*What the task requires*
Look through the material below for "image". Copy every line that contains it.
------------------------------------------------------------------------
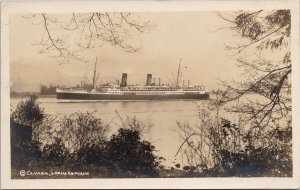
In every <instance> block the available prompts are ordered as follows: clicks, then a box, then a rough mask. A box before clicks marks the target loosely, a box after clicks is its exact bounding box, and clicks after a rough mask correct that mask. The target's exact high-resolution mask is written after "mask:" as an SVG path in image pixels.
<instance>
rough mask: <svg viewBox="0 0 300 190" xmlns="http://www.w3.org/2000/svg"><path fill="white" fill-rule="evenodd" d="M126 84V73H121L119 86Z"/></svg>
mask: <svg viewBox="0 0 300 190" xmlns="http://www.w3.org/2000/svg"><path fill="white" fill-rule="evenodd" d="M125 86H127V73H123V74H122V82H121V84H120V87H125Z"/></svg>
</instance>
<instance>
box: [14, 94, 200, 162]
mask: <svg viewBox="0 0 300 190" xmlns="http://www.w3.org/2000/svg"><path fill="white" fill-rule="evenodd" d="M19 101H20V99H18V98H14V99H11V105H12V106H13V107H14V106H16V105H17V103H18V102H19ZM201 101H205V100H200V101H186V100H178V101H177V100H172V101H137V102H134V101H79V102H78V101H73V102H70V101H63V102H62V101H58V100H56V99H55V98H39V102H40V106H41V107H43V108H44V109H45V112H46V113H47V114H52V115H56V116H58V117H62V116H64V115H65V114H67V115H68V114H72V113H74V112H87V111H88V112H94V114H95V116H97V117H99V118H101V119H103V120H104V121H105V122H107V123H111V125H110V133H111V134H112V133H115V132H116V131H117V130H118V128H119V126H121V124H120V123H121V121H120V119H119V117H118V115H117V114H116V111H118V113H119V114H120V115H121V117H122V118H124V119H125V118H126V117H127V116H129V117H131V116H136V117H137V119H139V120H142V121H144V122H146V123H151V124H153V126H152V127H151V129H150V132H149V134H147V135H146V140H149V141H150V142H151V143H152V144H153V145H154V146H155V147H156V150H157V152H156V154H157V155H159V156H163V157H164V158H165V159H166V161H165V162H164V163H163V164H165V165H166V166H174V162H177V163H181V158H180V157H178V156H177V157H176V158H175V154H176V152H177V150H178V148H179V146H180V144H181V143H182V139H181V138H180V136H179V135H178V132H179V129H178V127H177V124H176V121H188V122H189V123H190V124H193V125H194V124H196V123H197V122H198V118H197V105H199V104H200V105H201Z"/></svg>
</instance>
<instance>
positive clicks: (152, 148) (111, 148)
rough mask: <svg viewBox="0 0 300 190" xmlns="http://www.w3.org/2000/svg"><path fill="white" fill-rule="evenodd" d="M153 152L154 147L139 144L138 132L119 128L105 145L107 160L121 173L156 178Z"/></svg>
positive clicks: (139, 136) (156, 172) (144, 141)
mask: <svg viewBox="0 0 300 190" xmlns="http://www.w3.org/2000/svg"><path fill="white" fill-rule="evenodd" d="M153 151H154V146H152V145H151V144H150V143H149V142H147V141H142V142H141V141H140V136H139V132H138V131H134V130H131V129H124V128H120V129H119V131H118V134H117V135H113V136H112V138H111V140H110V141H109V142H108V143H107V153H108V159H110V160H111V161H113V162H114V163H116V164H117V165H118V166H119V167H120V168H121V169H122V170H123V171H131V172H134V173H141V174H145V175H149V176H158V173H157V171H156V167H157V166H158V162H157V161H156V160H157V158H156V156H155V155H154V154H153Z"/></svg>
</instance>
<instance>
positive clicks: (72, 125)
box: [58, 112, 109, 152]
mask: <svg viewBox="0 0 300 190" xmlns="http://www.w3.org/2000/svg"><path fill="white" fill-rule="evenodd" d="M108 129H109V128H108V125H107V124H105V123H104V122H103V120H101V119H99V118H96V117H95V116H94V115H93V113H89V112H87V113H81V112H79V113H74V114H71V115H69V116H65V117H64V118H63V119H62V120H61V121H60V131H59V132H58V134H59V137H60V138H61V139H63V140H64V143H65V145H66V147H68V148H69V151H70V152H74V151H75V152H76V151H78V150H80V149H83V148H86V147H87V146H88V145H89V144H91V143H96V144H98V143H100V142H102V141H104V140H106V138H107V137H106V136H107V132H108Z"/></svg>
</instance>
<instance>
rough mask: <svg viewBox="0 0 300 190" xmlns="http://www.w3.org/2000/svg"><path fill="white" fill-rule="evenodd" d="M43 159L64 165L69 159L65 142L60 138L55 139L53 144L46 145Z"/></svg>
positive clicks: (43, 154) (45, 146)
mask: <svg viewBox="0 0 300 190" xmlns="http://www.w3.org/2000/svg"><path fill="white" fill-rule="evenodd" d="M42 155H43V158H44V159H46V160H51V161H54V162H58V163H63V162H64V161H65V159H66V158H67V157H68V155H69V152H68V151H67V149H66V147H65V145H64V144H63V141H62V140H61V139H60V138H55V140H54V142H53V143H52V144H46V145H45V146H44V148H43V153H42Z"/></svg>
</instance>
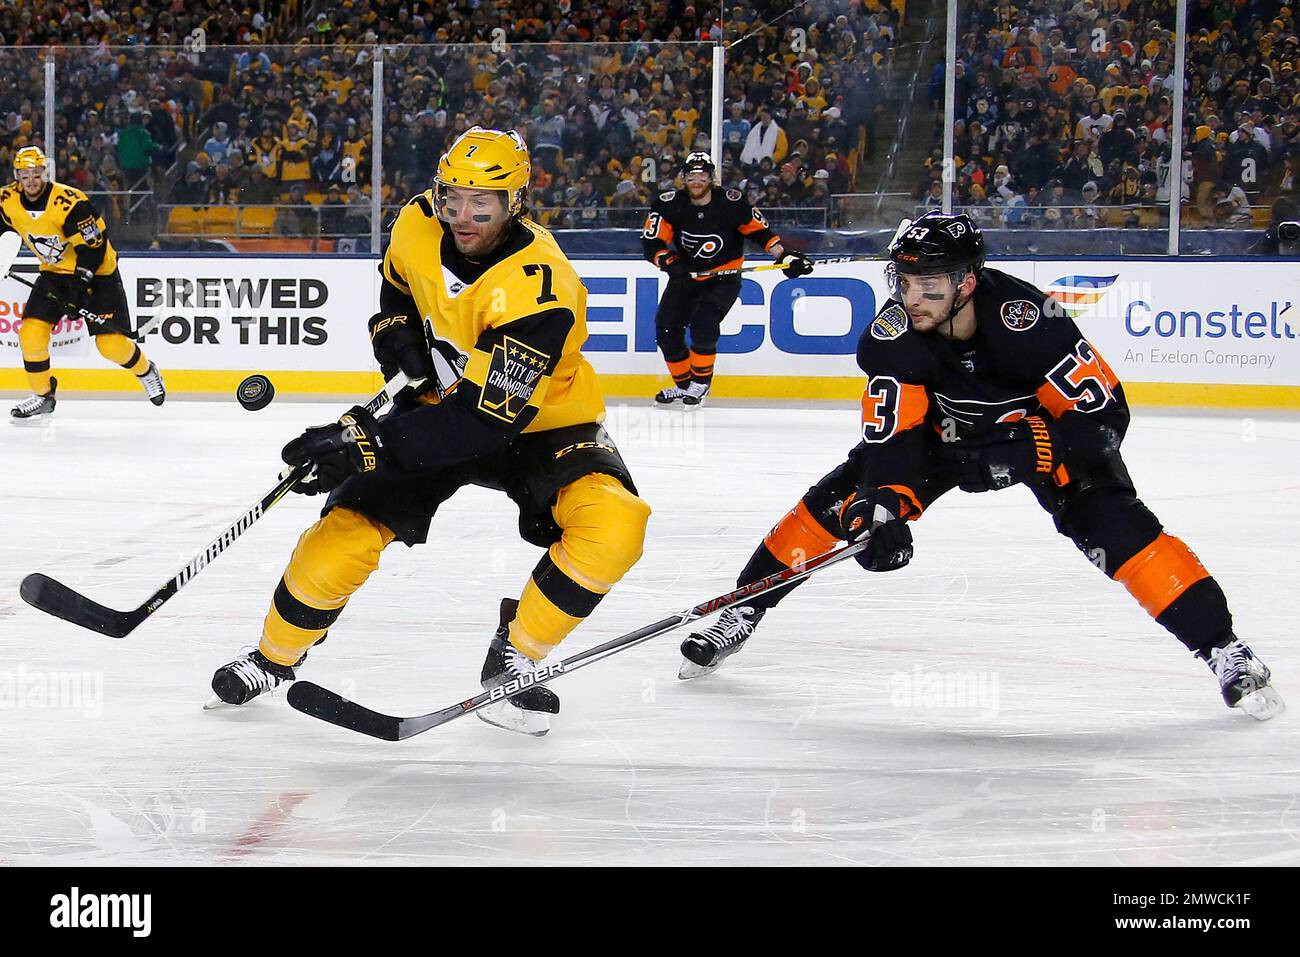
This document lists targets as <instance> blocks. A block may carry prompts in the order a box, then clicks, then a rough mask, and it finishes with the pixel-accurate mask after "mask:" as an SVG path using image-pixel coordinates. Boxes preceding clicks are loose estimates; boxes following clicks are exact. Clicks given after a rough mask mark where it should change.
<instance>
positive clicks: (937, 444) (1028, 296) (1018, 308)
mask: <svg viewBox="0 0 1300 957" xmlns="http://www.w3.org/2000/svg"><path fill="white" fill-rule="evenodd" d="M889 256H891V265H889V267H888V276H889V277H891V283H892V289H893V293H894V298H893V299H892V300H891V302H888V303H887V304H885V306H884V308H881V309H880V312H879V315H878V316H876V319H875V321H874V322H872V324H871V325H870V326H868V329H867V330H866V332H865V333H863V334H862V338H861V341H859V342H858V365H859V367H861V368H862V371H863V372H865V373H866V374H867V386H866V391H865V393H863V399H862V408H863V417H862V442H861V443H859V445H858V446H857V447H855V449H853V451H850V452H849V458H848V460H846V462H845V463H842V464H841V465H839V467H837V468H836V469H833V471H832V472H831V473H829V475H827V476H826V477H823V479H822V480H820V481H819V482H818V484H816V485H814V486H813V488H811V489H809V492H807V493H806V494H805V495H803V498H802V501H800V503H798V505H797V506H796V507H794V508H793V510H792V511H790V512H789V514H788V515H787V516H785V518H783V519H781V520H780V521H779V523H777V524H776V527H775V528H772V531H771V532H768V534H767V537H766V538H764V540H763V544H762V545H759V547H758V550H757V551H755V553H754V555H753V557H751V558H750V560H749V564H748V566H746V567H745V570H744V571H742V572H741V576H740V583H741V584H744V583H749V581H755V580H758V579H762V577H764V576H767V575H771V573H772V572H775V571H779V570H780V568H783V567H788V566H790V564H794V563H797V562H800V560H802V559H803V558H807V557H811V555H818V554H822V553H826V551H829V550H831V549H833V547H835V546H836V545H837V544H839V542H840V541H857V540H859V538H861V537H862V536H865V534H870V544H868V546H867V547H866V550H865V551H863V553H862V554H859V555H858V562H859V564H862V566H863V567H865V568H867V570H870V571H891V570H894V568H901V567H902V566H905V564H907V563H909V562H910V560H911V554H913V541H911V531H910V528H909V524H907V523H909V521H914V520H917V519H918V518H919V516H920V515H922V514H924V511H926V510H927V508H930V507H931V505H933V502H935V501H936V499H937V498H939V497H940V495H943V494H945V493H946V492H950V490H952V489H954V488H961V489H962V490H965V492H988V490H996V489H1005V488H1009V486H1011V485H1022V484H1023V485H1026V486H1028V489H1030V490H1031V492H1032V493H1034V495H1035V497H1036V498H1037V501H1039V503H1040V505H1041V506H1043V507H1044V508H1045V510H1047V512H1048V514H1049V515H1050V516H1052V519H1053V521H1054V523H1056V527H1057V531H1058V532H1061V533H1062V534H1065V536H1066V537H1069V538H1070V540H1071V541H1074V542H1075V545H1076V546H1078V547H1079V549H1080V550H1082V551H1083V553H1084V554H1086V555H1087V557H1088V558H1089V560H1092V562H1093V564H1096V566H1097V567H1099V568H1101V570H1102V571H1104V572H1105V573H1106V575H1108V576H1110V577H1112V579H1114V580H1115V581H1118V583H1121V584H1123V585H1125V588H1127V589H1128V592H1130V594H1132V597H1134V598H1135V599H1136V601H1138V602H1139V603H1141V606H1143V607H1144V609H1145V610H1147V611H1148V612H1149V614H1151V615H1152V618H1154V619H1156V622H1157V623H1158V624H1161V625H1164V627H1165V628H1166V629H1167V631H1169V632H1171V633H1173V635H1174V637H1177V638H1178V640H1179V641H1180V642H1182V644H1183V645H1186V646H1187V649H1188V650H1191V651H1192V653H1195V654H1196V655H1197V657H1200V658H1203V659H1204V661H1205V662H1208V663H1209V666H1210V668H1212V670H1213V671H1214V674H1216V676H1217V677H1218V680H1219V688H1221V692H1222V696H1223V700H1225V701H1226V702H1227V703H1229V706H1232V707H1240V709H1242V710H1244V711H1247V713H1248V714H1251V715H1252V716H1255V718H1258V719H1260V720H1264V719H1266V718H1271V716H1273V715H1275V714H1279V713H1281V711H1282V710H1283V709H1284V705H1283V703H1282V698H1281V696H1278V693H1277V690H1275V689H1274V688H1271V687H1270V685H1269V670H1268V668H1266V667H1265V666H1264V663H1262V662H1261V661H1260V659H1258V658H1256V657H1255V654H1253V653H1252V651H1251V649H1249V648H1247V645H1245V644H1243V642H1242V641H1240V640H1239V638H1238V637H1236V636H1235V635H1234V632H1232V616H1231V614H1230V612H1229V609H1227V599H1226V598H1225V596H1223V592H1222V589H1221V588H1219V585H1218V583H1217V581H1216V580H1214V579H1213V577H1212V576H1210V573H1209V572H1208V571H1206V570H1205V568H1204V567H1203V566H1201V563H1200V562H1199V560H1197V558H1196V555H1193V554H1192V551H1191V550H1190V549H1188V547H1187V545H1184V544H1183V542H1182V541H1180V540H1179V538H1177V537H1174V536H1171V534H1169V533H1167V532H1165V531H1164V528H1162V525H1161V523H1160V520H1158V519H1157V518H1156V516H1154V515H1153V514H1152V512H1151V510H1149V508H1147V506H1145V505H1143V503H1141V502H1140V501H1139V499H1138V494H1136V492H1135V489H1134V484H1132V481H1131V480H1130V477H1128V471H1127V469H1126V468H1125V463H1123V459H1122V458H1121V455H1119V445H1121V442H1122V441H1123V437H1125V433H1126V430H1127V429H1128V406H1127V403H1126V400H1125V391H1123V386H1121V384H1119V381H1118V380H1117V378H1115V376H1114V373H1113V372H1112V371H1110V367H1109V365H1106V363H1105V360H1104V359H1102V358H1101V356H1100V355H1099V354H1097V351H1096V350H1095V348H1093V347H1092V346H1091V343H1088V341H1087V339H1086V338H1083V335H1082V334H1080V333H1079V329H1078V326H1076V325H1075V324H1074V321H1073V320H1071V319H1070V317H1069V316H1067V315H1066V313H1065V311H1063V309H1062V308H1061V307H1060V304H1058V303H1057V302H1056V300H1054V299H1052V298H1050V296H1048V295H1047V294H1044V293H1043V291H1040V290H1039V289H1036V287H1035V286H1032V285H1030V283H1027V282H1023V281H1021V280H1017V278H1014V277H1011V276H1008V274H1006V273H1002V272H998V270H996V269H988V268H984V241H983V238H982V237H980V234H979V230H978V229H976V226H975V225H974V224H972V222H971V221H970V220H969V218H967V217H966V216H944V215H941V213H937V212H931V213H926V215H924V216H922V217H920V218H918V220H917V221H915V222H913V224H911V225H910V228H906V229H904V230H902V231H901V233H900V235H898V238H897V239H896V241H894V242H893V243H892V246H891V247H889ZM788 593H789V588H787V589H785V590H783V592H777V593H774V594H767V596H762V597H759V598H757V599H754V601H751V602H749V603H748V605H742V606H738V607H736V609H735V610H728V611H724V612H723V615H722V616H720V618H719V620H718V622H716V623H715V624H714V625H711V627H710V628H706V629H703V631H701V632H697V633H694V635H692V636H689V637H688V638H686V640H685V641H684V642H682V646H681V650H682V655H684V657H685V659H686V661H685V662H684V663H682V668H681V675H680V676H681V677H698V676H699V675H705V674H708V672H710V671H712V670H715V668H716V667H718V666H719V664H722V662H723V661H724V659H725V658H727V655H729V654H732V653H735V651H736V650H738V649H740V646H741V645H744V642H745V641H746V640H748V638H749V636H750V635H751V633H753V631H754V628H755V625H757V624H758V622H759V620H761V619H762V618H763V615H764V614H766V612H767V610H768V609H771V607H772V606H774V605H776V603H777V602H779V601H780V599H781V598H784V596H785V594H788Z"/></svg>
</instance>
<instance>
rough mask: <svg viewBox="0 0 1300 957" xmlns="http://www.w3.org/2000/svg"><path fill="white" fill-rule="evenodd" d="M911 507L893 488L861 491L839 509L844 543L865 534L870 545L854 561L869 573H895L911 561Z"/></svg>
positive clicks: (858, 537)
mask: <svg viewBox="0 0 1300 957" xmlns="http://www.w3.org/2000/svg"><path fill="white" fill-rule="evenodd" d="M910 511H911V505H910V503H909V502H907V499H905V498H904V497H902V495H900V494H898V493H897V492H894V490H893V489H871V488H863V489H858V492H855V493H854V494H852V495H849V498H848V499H846V501H845V502H844V505H842V506H841V507H840V531H841V532H842V534H844V538H845V541H848V542H855V541H858V540H861V538H862V536H865V534H870V536H871V542H870V544H868V545H867V547H866V549H863V550H862V551H859V553H858V554H857V555H855V557H854V560H857V563H858V564H861V566H862V567H863V568H866V570H867V571H868V572H892V571H894V570H896V568H902V567H904V566H905V564H907V563H909V562H911V554H913V546H911V529H910V528H909V527H907V519H906V518H905V516H906V515H907V514H909V512H910Z"/></svg>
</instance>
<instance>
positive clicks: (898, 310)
mask: <svg viewBox="0 0 1300 957" xmlns="http://www.w3.org/2000/svg"><path fill="white" fill-rule="evenodd" d="M905 332H907V313H906V312H905V311H904V308H902V307H901V306H897V304H894V306H891V307H889V308H888V309H885V311H884V312H881V313H880V315H879V316H876V319H875V321H874V322H872V324H871V338H872V339H896V338H898V337H900V335H902V334H904V333H905Z"/></svg>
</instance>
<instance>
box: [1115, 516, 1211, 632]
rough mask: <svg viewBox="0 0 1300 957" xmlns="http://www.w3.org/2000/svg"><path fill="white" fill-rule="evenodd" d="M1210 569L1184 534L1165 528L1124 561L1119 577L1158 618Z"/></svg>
mask: <svg viewBox="0 0 1300 957" xmlns="http://www.w3.org/2000/svg"><path fill="white" fill-rule="evenodd" d="M1209 576H1210V573H1209V572H1208V571H1205V566H1203V564H1201V562H1200V559H1199V558H1196V555H1195V554H1192V550H1191V549H1190V547H1187V546H1186V545H1184V544H1183V541H1182V540H1180V538H1175V537H1174V536H1171V534H1166V533H1165V532H1161V533H1160V534H1158V536H1157V537H1156V541H1153V542H1152V544H1151V545H1148V546H1147V547H1145V549H1143V550H1141V551H1139V553H1138V554H1136V555H1134V557H1132V558H1130V559H1128V560H1127V562H1125V563H1123V564H1122V566H1121V567H1119V571H1117V572H1115V581H1118V583H1119V584H1121V585H1123V586H1125V588H1127V589H1128V594H1131V596H1132V597H1134V598H1136V599H1138V602H1139V603H1140V605H1141V606H1143V607H1144V609H1147V614H1148V615H1151V616H1152V618H1157V616H1158V615H1160V614H1161V612H1164V611H1165V609H1167V607H1169V606H1170V605H1173V603H1174V601H1175V599H1177V598H1178V596H1180V594H1182V593H1183V592H1186V590H1187V589H1188V588H1191V586H1192V585H1195V584H1196V583H1197V581H1200V580H1201V579H1208V577H1209Z"/></svg>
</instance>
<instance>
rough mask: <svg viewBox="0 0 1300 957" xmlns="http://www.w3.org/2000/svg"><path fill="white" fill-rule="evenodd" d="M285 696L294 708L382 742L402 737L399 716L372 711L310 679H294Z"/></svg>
mask: <svg viewBox="0 0 1300 957" xmlns="http://www.w3.org/2000/svg"><path fill="white" fill-rule="evenodd" d="M286 697H287V700H289V706H290V707H292V709H294V710H295V711H302V713H303V714H307V715H311V716H312V718H318V719H321V720H322V722H329V723H330V724H337V726H338V727H341V728H347V729H348V731H356V732H360V733H363V735H369V736H370V737H378V739H381V740H383V741H400V740H402V719H400V718H393V716H390V715H386V714H380V713H378V711H372V710H370V709H368V707H363V706H361V705H357V703H356V702H355V701H348V700H347V698H344V697H343V696H341V694H335V693H334V692H331V690H330V689H329V688H321V687H320V685H318V684H313V683H312V681H294V684H292V687H291V688H290V689H289V694H287V696H286Z"/></svg>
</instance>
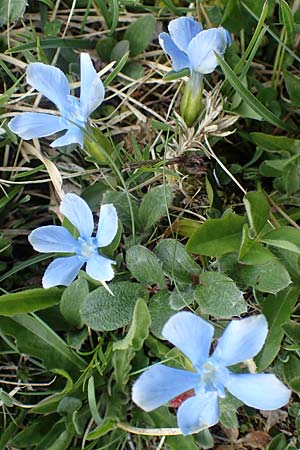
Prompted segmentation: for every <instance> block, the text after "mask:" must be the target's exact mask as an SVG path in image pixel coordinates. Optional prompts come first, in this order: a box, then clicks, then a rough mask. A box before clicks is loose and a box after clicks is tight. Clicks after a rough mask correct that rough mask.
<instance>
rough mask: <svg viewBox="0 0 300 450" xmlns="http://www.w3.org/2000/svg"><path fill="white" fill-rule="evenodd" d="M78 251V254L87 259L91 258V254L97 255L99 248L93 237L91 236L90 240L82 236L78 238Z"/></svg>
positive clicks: (85, 258)
mask: <svg viewBox="0 0 300 450" xmlns="http://www.w3.org/2000/svg"><path fill="white" fill-rule="evenodd" d="M76 253H77V255H78V256H82V257H83V258H85V259H89V258H90V257H91V256H93V255H96V254H97V253H98V248H97V246H96V245H95V243H94V242H93V238H90V239H89V240H87V239H83V238H81V237H80V238H78V246H77V249H76Z"/></svg>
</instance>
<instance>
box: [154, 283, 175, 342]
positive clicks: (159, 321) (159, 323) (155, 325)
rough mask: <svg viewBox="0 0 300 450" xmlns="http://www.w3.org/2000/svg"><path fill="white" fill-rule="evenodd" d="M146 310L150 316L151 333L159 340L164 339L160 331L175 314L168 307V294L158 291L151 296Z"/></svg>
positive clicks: (165, 291) (168, 307) (164, 291)
mask: <svg viewBox="0 0 300 450" xmlns="http://www.w3.org/2000/svg"><path fill="white" fill-rule="evenodd" d="M148 308H149V312H150V315H151V325H150V330H151V333H153V334H154V336H156V337H158V338H159V339H164V337H163V336H162V334H161V332H162V329H163V327H164V325H165V323H166V321H167V320H168V319H169V318H170V317H171V316H173V315H174V314H175V311H174V310H173V309H172V308H171V307H170V305H169V293H168V292H166V291H160V292H157V293H156V294H154V295H152V297H151V299H150V301H149V306H148Z"/></svg>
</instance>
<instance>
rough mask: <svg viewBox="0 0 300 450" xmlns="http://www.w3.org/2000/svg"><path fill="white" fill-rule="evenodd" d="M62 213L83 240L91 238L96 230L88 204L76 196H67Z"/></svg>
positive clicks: (91, 214)
mask: <svg viewBox="0 0 300 450" xmlns="http://www.w3.org/2000/svg"><path fill="white" fill-rule="evenodd" d="M60 212H61V213H62V214H63V215H64V216H66V217H67V219H68V220H69V221H70V222H71V224H72V225H74V227H76V228H77V230H78V231H79V234H80V236H81V237H82V238H85V239H88V238H90V237H91V235H92V232H93V229H94V220H93V214H92V211H91V210H90V207H89V206H88V204H87V203H86V202H85V201H84V200H83V199H82V198H80V197H79V196H78V195H76V194H71V193H69V194H66V195H65V196H64V198H63V200H62V202H61V205H60Z"/></svg>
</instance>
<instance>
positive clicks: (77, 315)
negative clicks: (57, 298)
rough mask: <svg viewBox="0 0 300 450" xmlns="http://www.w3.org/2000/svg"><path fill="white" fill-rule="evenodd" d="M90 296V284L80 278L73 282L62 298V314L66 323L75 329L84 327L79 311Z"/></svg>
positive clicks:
------------------------------------------------------------------------
*Your response*
In every <instance> block the available prompts are ordered as follows: clicks, then a box, then a rough mask. A box before clicks marks the target loosely, a box after clicks is its exact bounding box, and clicks after a rough mask correct that mask. The target's exact high-resolution mask is written after "mask:" as an SVG path in image pixels.
This document lists targets as <instance> blocks. A block may carry prompts in the order a box, then clicks, then a rough mask, and it finishes with the pixel-accurate mask after "mask:" as an SVG path using image-pixel coordinates. Boxes preceding clicks are loose estimates; boxes following clicks are exact. Clicks given after a rough mask mark where it should change.
Prompted segmentation: for every <instance> block, the text after "mask:" must be the target's exact mask as an SVG path in image pixel coordinates. Optional prompts come first, in this order: a box, then clicks, then a rough mask. A box before clicks is loose and a box after clicks is tight. Clicks after a rough mask correct that rough mask.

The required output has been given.